### What you need to do
In the blog post below about Metro Manila streets, how much money does a beggar ask for in exchange for dancing or singing?

### Source extract
>> start

Kitty Litter

Thursday, March 01, 2007

Street Fighter Ho!

(On the left: wish this would work in Manila!)


If you’ve ever driven, walked, or been ferried through the streets of Metro Manila, you aren’t a true Manilenyo if you haven’t seen:

  1. Street vendors hawking everything imaginable and a few things out of the realms of logic; I have yet to see someone actually buy a cowboy hat or a fishing rod or “nipple pinker” cream (I leave that to your imagination, dirty or otherwise).
  2. Beggars of all sorts, from the apathetic and truly pitiful to those with admirable chutzpah (“I’ll dance or sing if you give me five pesos!” My fantasy response? “Here’s the five bucks but only if you don’t do it!”) and outright gall (raise your hand if a beggar somewhere has thrown a peso back into your face and called you a cheapskate or worse).

>> end

### Records supplied
>> start

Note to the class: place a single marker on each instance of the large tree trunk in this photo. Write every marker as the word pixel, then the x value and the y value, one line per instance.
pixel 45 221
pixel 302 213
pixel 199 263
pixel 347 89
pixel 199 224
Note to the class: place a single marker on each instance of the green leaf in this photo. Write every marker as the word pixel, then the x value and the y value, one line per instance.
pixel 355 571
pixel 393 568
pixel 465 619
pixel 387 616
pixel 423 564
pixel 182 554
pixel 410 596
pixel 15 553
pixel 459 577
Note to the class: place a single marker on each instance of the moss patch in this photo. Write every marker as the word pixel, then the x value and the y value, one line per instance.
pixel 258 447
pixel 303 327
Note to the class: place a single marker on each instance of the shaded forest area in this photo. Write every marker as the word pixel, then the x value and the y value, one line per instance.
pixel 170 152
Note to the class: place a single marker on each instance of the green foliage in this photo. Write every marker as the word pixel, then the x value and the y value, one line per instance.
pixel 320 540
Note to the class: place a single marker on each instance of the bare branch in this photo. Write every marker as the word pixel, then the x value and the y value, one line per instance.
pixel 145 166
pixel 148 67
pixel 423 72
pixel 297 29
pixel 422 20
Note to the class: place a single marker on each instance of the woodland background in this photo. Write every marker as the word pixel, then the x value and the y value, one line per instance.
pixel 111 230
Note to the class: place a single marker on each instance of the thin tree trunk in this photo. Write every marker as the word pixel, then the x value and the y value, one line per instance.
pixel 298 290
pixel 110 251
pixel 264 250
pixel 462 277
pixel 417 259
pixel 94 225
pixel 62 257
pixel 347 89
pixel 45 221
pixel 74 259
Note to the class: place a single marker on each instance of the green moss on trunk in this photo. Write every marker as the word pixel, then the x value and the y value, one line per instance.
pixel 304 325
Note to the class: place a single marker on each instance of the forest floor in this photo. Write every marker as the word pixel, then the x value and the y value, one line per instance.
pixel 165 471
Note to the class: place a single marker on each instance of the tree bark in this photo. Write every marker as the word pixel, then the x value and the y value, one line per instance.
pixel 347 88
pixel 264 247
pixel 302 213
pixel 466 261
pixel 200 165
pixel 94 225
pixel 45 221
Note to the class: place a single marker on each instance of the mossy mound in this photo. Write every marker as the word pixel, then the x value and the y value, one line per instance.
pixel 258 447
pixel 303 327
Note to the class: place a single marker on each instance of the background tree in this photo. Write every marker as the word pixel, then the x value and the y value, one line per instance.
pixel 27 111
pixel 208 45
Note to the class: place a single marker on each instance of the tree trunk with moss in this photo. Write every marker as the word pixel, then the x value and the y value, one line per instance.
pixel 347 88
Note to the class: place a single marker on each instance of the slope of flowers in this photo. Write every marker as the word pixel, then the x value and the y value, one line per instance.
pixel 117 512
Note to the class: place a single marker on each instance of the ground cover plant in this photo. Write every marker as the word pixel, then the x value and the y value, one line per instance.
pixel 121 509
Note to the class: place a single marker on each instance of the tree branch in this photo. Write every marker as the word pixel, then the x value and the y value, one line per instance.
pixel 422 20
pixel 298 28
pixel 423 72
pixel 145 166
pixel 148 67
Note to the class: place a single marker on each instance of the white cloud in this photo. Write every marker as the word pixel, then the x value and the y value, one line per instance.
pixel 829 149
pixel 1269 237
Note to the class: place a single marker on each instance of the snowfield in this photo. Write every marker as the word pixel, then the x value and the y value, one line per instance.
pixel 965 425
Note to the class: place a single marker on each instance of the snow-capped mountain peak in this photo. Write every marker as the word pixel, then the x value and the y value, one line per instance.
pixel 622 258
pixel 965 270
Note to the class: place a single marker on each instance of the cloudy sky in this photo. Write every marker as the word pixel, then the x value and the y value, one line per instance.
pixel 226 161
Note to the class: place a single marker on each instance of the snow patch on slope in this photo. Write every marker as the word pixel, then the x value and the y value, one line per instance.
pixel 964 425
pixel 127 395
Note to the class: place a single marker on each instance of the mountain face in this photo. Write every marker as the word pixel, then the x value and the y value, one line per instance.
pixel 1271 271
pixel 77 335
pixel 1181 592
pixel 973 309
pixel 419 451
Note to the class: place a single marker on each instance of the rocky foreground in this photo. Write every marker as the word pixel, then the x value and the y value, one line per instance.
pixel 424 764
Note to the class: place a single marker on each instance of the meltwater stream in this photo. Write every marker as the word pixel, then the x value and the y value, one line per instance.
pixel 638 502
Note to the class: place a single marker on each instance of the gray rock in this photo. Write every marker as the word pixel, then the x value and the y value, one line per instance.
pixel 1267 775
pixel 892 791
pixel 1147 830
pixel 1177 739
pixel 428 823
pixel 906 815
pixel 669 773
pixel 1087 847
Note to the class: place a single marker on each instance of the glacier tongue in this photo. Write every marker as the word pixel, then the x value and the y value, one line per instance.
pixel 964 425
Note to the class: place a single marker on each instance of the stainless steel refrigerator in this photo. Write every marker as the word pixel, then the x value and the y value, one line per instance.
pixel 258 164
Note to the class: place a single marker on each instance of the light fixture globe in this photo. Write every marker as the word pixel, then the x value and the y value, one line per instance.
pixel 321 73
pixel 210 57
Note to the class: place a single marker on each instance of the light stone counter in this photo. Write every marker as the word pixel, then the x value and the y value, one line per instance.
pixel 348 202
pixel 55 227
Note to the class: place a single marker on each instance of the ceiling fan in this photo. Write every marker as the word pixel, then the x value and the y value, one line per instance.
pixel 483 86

>> end

### Solution to this task
Five pesos